Feat (Decon, 2012)
by The Hood Internet
originally published at Dusted Magazine
Chicago mashers-up The Hood Internet have been beating the same drum competently enough, for long enough, that it feels irresponsible to say they’re doing anything wrong. Probably the worst you could say is that they’ve got the trap-rap-vs.-indie-rock mashup down to a science, in the sense that each of their hybrid songs appears calculated to elicit a recognition-based dopamine rush just big enough to distract from the fact that, most of the time, its two or three constituent parts have no reason to be anywhere near one another. Just go with it, you know? Ours are post-pure times.
Feat, the duo’s first album-length venture out from behind the curatorial console, essentially applies the same science to songs that hadn’t been written yet, songs that pit two or three currently ascendant B-listers (plus Kleenex Girl Wonder) against each other over Hood Internet production. The results, which are generally not very good, fall into the same aesthetic gray area as the majority of mashups everywhere: laudable ambition, misbegotten audacity. These particular songs affirm that the duo can construct some excellent club-hop bangers, and some pretty okay business-class indie-soul vamps, but suggest they still haven’t put any real thought into what, in the classical sense, constitutes a song.

## Given instruction 1:
Transcribe the part of the review of Feat starting at "by The Hood" and ending at "are post-pure times.".
## Given instruction 2:
Decide whether each statement below agrees with the review of Feat. Answer yes or no for each, quoting the words of the review that settle it. (a) The Hood Internet is based in Chicago. (b) Feat is the duo's second album-length venture. (c) The review says the duo can construct some excellent club-hop bangers.

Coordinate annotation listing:

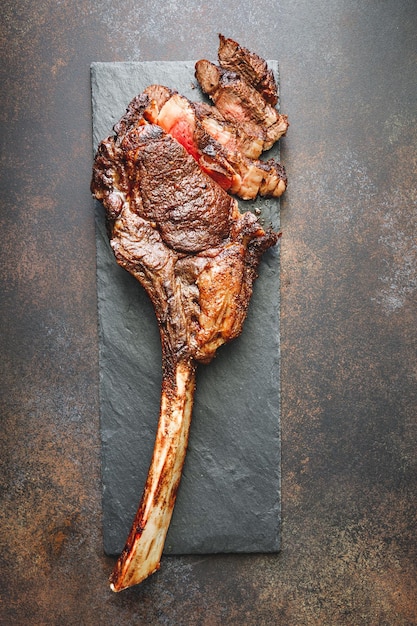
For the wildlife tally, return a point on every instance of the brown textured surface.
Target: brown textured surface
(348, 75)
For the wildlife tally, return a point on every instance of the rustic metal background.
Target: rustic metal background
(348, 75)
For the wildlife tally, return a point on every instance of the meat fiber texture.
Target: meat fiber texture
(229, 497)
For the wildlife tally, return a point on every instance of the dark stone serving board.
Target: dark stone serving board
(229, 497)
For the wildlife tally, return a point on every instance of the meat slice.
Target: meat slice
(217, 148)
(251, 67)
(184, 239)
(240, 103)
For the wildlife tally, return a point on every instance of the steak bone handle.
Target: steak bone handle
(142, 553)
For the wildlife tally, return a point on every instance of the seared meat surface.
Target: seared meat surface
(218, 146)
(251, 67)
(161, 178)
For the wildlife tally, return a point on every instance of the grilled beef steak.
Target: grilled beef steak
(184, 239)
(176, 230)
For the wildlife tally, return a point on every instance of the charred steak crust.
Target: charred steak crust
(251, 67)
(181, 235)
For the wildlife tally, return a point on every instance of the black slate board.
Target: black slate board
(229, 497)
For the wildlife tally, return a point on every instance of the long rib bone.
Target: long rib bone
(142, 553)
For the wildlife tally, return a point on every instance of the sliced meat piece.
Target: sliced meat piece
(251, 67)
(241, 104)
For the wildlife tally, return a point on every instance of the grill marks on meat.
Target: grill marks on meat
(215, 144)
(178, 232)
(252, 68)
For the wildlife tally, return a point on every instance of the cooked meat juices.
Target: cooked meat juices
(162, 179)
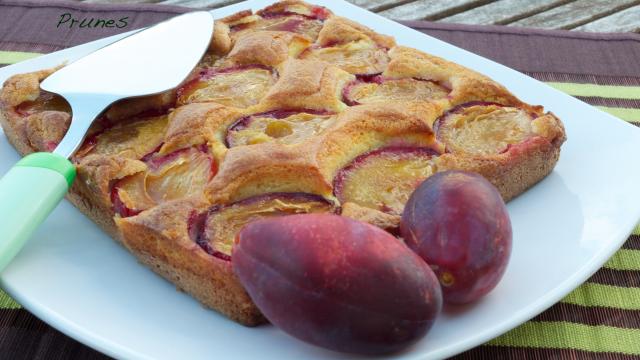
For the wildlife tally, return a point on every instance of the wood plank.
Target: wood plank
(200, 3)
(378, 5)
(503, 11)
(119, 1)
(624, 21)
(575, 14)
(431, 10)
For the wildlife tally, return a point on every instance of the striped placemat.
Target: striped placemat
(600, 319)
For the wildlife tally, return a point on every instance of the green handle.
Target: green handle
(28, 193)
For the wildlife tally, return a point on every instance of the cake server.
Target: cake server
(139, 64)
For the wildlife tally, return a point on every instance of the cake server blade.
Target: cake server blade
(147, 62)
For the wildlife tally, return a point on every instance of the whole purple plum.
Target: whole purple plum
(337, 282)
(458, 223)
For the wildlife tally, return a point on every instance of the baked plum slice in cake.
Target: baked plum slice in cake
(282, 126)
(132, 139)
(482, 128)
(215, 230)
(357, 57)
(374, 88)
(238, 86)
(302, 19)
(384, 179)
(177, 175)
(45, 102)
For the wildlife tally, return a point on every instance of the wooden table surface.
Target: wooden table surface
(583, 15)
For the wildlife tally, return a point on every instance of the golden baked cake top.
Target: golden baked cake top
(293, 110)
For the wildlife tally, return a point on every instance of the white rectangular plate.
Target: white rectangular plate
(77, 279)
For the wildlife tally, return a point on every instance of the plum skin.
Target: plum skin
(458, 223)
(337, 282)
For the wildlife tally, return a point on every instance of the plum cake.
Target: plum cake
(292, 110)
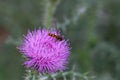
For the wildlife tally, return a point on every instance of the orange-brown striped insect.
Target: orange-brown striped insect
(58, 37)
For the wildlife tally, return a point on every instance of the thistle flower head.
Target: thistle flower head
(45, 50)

## Worked answer 1:
by The Hood Internet
originally published at Dusted Magazine
Chicago mashers-up The Hood Internet have been beating the same drum competently enough, for long enough, that it feels irresponsible to say they’re doing anything wrong. Probably the worst you could say is that they’ve got the trap-rap-vs.-indie-rock mashup down to a science, in the sense that each of their hybrid songs appears calculated to elicit a recognition-based dopamine rush just big enough to distract from the fact that, most of the time, its two or three constituent parts have no reason to be anywhere near one another. Just go with it, you know? Ours are post-pure times.

## Worked answer 2:
(a) Yes: "Chicago mashers-up The Hood Internet"
(b) No: "the duo’s first album-length venture out from behind the curatorial console"
(c) Yes: "the duo can construct some excellent club-hop bangers"